--- start of RAW DATA ---

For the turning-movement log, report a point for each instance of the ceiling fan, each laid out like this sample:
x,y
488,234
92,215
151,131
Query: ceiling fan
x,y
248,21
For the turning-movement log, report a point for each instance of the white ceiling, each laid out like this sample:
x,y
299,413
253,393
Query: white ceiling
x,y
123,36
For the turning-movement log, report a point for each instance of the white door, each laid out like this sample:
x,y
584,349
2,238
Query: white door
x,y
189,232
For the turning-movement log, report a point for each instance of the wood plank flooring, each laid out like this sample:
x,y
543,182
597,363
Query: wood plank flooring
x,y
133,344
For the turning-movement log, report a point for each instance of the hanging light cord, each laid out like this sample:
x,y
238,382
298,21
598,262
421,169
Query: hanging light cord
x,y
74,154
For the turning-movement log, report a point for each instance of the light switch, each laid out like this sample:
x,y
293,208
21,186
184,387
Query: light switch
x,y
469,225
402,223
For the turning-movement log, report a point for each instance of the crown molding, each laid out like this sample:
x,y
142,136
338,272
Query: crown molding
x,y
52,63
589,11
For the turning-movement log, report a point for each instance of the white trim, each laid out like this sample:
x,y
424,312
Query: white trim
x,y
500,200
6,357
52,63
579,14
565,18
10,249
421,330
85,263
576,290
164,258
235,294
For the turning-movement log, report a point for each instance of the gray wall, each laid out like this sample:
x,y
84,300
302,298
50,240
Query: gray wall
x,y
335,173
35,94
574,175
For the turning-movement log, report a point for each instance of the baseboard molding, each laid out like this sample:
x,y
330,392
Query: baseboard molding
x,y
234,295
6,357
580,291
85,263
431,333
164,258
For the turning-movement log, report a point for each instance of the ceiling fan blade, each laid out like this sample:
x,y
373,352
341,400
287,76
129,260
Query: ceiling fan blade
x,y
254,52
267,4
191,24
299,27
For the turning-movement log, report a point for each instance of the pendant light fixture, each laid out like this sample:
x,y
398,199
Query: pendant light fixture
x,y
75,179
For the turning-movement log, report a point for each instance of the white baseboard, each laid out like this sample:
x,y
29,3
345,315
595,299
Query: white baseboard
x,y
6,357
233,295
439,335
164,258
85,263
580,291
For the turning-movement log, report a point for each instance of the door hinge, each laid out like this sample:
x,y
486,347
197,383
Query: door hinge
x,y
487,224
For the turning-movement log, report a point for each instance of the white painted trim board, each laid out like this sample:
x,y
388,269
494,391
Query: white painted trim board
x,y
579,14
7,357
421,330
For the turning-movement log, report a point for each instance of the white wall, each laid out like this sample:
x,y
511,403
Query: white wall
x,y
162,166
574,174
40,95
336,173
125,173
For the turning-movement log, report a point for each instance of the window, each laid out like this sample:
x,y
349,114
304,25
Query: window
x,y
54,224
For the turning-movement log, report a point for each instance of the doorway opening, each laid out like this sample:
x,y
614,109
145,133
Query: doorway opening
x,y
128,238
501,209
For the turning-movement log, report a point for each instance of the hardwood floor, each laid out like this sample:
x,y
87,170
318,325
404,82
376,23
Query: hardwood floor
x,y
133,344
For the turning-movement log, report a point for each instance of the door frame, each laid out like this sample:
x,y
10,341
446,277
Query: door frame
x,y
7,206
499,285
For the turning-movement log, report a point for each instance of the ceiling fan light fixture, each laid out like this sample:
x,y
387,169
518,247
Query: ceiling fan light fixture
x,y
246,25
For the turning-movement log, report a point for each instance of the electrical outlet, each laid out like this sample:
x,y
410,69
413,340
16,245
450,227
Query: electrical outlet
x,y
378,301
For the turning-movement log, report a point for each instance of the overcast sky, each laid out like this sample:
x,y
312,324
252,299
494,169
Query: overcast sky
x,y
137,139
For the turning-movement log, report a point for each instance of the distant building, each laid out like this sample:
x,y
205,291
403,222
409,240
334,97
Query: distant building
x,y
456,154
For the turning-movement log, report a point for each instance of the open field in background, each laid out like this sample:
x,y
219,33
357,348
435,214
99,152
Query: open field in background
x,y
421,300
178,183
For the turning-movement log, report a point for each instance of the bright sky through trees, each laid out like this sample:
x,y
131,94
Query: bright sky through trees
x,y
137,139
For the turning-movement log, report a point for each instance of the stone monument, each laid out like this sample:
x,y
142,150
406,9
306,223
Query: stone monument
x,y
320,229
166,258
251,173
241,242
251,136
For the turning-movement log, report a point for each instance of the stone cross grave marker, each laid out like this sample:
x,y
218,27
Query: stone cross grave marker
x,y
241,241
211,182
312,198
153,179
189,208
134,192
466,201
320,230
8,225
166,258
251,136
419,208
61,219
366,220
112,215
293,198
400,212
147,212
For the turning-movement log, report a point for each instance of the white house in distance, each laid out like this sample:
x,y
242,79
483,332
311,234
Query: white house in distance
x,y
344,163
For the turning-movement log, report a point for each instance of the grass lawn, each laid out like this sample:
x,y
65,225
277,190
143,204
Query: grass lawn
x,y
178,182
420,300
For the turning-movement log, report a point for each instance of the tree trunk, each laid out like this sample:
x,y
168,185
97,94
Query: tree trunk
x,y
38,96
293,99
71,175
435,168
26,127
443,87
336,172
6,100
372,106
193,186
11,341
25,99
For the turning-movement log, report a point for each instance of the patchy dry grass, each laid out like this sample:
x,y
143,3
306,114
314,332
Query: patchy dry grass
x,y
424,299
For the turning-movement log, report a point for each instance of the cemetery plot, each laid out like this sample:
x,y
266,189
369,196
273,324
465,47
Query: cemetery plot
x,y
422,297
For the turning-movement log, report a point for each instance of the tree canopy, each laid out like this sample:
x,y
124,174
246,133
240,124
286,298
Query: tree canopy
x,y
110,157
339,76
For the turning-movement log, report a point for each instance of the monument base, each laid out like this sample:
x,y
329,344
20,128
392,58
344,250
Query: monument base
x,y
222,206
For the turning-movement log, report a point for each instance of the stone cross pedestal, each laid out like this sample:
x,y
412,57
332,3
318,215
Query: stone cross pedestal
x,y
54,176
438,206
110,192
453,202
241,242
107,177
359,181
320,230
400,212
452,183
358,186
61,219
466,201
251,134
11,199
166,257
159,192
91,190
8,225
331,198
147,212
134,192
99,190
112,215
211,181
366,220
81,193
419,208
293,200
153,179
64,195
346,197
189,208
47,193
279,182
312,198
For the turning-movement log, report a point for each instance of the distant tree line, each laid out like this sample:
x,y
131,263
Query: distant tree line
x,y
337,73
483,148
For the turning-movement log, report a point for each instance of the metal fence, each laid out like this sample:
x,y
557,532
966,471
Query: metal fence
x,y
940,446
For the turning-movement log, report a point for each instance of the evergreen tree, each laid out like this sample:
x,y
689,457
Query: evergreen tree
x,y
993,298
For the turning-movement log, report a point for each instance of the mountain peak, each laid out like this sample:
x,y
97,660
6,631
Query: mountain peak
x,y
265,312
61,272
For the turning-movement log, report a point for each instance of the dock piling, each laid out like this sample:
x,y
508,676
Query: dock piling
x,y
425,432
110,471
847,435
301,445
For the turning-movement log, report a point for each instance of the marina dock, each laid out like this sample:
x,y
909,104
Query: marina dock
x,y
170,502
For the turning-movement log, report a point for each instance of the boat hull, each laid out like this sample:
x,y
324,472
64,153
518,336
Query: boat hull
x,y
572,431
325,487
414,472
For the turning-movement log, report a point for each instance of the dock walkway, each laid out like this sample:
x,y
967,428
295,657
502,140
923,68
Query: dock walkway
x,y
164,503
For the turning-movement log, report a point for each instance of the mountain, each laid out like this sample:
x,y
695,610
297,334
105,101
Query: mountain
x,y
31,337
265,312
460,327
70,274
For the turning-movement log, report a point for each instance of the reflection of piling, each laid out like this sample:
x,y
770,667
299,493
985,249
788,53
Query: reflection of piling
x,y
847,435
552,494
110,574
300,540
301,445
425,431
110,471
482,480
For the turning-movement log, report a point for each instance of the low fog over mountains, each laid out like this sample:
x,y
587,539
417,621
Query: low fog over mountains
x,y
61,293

--- end of RAW DATA ---

EXERCISE INSTRUCTIONS - Please write out again every line starting at the one containing "of the reflection" and ending at the last line of the rows, requests included, with each point coordinate in the answers multiplied by 2.35 and rounded to a whole number, halves going up. Leave the numbers in the requests and their format samples unchanged.

FINAL RESULT -
For the turning-movement log, report a point for each instance of the reflection of piling, each laid out like this sample:
x,y
770,667
299,493
985,249
788,53
Query: reflection of piling
x,y
1990,1022
1297,1161
259,1349
705,1269
707,1046
999,1013
259,1107
1133,1128
For the turning-movement log, report a point for each instance of the low fog over mountains, each laid out like this sample:
x,y
587,539
417,621
Query: low fog over mountains
x,y
143,689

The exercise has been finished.